--- PASSAGE SHOWN Enclosed Below ---

Preprocessing: pp

Preprocessing: `pp`#

Filtering of highly-variable genes, batch-effect correction, per-cell normalization, preprocessing recipes.

Any transformation of the data matrix that is not a tool. Other than tools, preprocessing steps usually don’t return an easily interpretable annotation, but perform a basic transformation on the data matrix.

Basic Preprocessing#

For visual quality control, see highest_expr_genes() and filter_genes_dispersion() in scanpy.pl.

`pp.calculate_qc_metrics`	Calculate quality control metrics.
`pp.filter_cells`	Filter cell outliers based on counts and numbers of genes expressed.
`pp.filter_genes`	Filter genes based on number of cells or counts.

--- End of Enclosed PASSAGE SHOWN ---

#### WHAT TO WORK ON:
Reproduce the part of the preprocessing page starting with "Basic Preprocessing#" and going on through "quality control metrics.", keeping every word and symbol unchanged.

--- MATERIAL PROVIDED Enclosed Below ---

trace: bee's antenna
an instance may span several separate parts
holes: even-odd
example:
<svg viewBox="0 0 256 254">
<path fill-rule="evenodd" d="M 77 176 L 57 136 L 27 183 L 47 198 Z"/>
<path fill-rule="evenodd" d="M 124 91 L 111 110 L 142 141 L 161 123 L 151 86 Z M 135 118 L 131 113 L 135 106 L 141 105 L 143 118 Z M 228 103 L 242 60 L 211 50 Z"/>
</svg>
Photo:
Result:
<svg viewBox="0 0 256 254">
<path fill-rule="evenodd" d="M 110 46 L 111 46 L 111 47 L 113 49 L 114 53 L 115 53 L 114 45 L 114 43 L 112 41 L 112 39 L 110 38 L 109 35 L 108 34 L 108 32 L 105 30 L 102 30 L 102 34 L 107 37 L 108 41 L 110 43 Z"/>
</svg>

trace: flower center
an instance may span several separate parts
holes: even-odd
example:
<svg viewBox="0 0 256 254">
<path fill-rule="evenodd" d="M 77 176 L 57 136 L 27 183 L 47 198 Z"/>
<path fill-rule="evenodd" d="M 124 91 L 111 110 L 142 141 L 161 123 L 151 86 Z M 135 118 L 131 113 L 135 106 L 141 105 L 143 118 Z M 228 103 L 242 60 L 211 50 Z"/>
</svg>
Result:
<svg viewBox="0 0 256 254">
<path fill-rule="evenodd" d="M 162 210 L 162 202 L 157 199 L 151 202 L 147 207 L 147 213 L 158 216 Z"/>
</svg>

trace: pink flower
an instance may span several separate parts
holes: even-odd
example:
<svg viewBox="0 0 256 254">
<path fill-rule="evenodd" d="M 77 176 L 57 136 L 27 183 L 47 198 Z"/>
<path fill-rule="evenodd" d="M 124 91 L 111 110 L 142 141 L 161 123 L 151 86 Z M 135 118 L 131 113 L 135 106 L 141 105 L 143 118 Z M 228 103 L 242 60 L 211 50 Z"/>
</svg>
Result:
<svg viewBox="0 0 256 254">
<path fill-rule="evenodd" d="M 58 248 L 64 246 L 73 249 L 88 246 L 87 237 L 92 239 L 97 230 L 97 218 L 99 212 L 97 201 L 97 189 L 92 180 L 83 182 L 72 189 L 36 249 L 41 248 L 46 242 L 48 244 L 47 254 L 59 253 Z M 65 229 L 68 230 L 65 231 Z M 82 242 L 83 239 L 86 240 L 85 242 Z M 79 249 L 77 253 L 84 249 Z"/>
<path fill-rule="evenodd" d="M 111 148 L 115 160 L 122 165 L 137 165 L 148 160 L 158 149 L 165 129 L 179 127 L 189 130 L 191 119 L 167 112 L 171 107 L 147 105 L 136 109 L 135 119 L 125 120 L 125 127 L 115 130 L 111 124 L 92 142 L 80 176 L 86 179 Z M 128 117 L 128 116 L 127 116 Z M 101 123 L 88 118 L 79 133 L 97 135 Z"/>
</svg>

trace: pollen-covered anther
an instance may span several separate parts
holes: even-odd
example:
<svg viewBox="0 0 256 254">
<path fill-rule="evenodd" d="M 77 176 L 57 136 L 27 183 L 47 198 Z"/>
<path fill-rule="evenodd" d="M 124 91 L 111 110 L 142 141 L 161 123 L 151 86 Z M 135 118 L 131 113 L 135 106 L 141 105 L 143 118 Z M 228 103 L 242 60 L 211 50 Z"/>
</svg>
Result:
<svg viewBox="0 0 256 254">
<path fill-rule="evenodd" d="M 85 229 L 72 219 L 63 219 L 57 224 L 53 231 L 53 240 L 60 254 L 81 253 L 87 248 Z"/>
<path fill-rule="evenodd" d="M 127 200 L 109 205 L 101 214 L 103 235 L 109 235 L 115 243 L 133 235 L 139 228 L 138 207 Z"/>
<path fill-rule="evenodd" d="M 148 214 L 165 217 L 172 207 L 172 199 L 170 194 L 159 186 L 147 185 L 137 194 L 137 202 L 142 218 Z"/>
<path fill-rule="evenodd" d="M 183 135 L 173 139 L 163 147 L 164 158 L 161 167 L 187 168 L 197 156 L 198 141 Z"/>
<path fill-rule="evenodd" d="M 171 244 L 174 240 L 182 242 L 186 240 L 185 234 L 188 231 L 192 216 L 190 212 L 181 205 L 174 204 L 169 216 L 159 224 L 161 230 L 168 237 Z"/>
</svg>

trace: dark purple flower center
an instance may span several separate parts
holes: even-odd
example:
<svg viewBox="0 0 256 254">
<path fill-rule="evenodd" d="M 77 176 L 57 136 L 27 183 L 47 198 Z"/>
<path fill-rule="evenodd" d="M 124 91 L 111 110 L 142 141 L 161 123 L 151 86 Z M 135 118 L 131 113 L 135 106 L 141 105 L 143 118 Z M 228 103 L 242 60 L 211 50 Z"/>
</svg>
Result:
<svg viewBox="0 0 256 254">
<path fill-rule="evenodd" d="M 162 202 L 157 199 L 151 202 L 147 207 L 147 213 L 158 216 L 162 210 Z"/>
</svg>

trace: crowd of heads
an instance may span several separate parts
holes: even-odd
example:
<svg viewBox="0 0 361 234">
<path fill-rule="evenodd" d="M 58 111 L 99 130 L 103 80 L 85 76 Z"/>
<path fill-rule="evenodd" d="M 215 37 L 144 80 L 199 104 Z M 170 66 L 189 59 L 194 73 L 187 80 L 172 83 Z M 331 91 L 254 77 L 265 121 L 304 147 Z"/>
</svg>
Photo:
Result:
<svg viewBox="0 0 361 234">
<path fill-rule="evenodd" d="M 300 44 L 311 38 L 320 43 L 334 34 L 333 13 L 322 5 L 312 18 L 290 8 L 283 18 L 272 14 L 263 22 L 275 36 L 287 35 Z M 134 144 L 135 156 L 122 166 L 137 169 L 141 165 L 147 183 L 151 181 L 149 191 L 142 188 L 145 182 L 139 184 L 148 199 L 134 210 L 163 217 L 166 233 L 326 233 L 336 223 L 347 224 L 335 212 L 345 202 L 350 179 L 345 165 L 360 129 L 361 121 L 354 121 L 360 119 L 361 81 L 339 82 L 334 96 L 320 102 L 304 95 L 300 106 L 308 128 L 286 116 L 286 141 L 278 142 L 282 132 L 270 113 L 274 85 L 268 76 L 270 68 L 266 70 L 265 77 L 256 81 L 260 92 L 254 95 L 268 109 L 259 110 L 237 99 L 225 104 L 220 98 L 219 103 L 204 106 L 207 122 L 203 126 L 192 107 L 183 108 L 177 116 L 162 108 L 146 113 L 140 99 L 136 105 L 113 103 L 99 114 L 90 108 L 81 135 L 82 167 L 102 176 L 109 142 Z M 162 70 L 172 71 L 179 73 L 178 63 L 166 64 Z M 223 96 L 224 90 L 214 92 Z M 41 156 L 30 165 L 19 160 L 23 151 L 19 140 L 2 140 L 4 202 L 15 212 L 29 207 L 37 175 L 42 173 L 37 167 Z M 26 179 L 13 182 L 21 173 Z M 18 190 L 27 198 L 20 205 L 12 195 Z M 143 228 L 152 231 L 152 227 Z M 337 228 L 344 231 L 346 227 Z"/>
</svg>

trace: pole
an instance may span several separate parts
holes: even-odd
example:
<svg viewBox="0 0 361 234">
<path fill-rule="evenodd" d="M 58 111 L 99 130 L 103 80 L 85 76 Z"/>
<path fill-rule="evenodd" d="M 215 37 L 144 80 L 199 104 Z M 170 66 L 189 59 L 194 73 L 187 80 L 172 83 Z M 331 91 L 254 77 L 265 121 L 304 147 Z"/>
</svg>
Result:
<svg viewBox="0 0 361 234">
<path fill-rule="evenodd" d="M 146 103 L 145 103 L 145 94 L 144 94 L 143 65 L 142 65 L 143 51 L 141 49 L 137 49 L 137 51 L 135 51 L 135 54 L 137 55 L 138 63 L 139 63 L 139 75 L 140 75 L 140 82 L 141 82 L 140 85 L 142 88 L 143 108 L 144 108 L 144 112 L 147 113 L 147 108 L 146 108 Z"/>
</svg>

--- End of Enclosed MATERIAL PROVIDED ---

#### WRITTEN REPLY:
Basic Preprocessing#

For visual quality control, see highest_expr_genes() and filter_genes_dispersion() in scanpy.pl.

`pp.calculate_qc_metrics`	Calculate quality control metrics.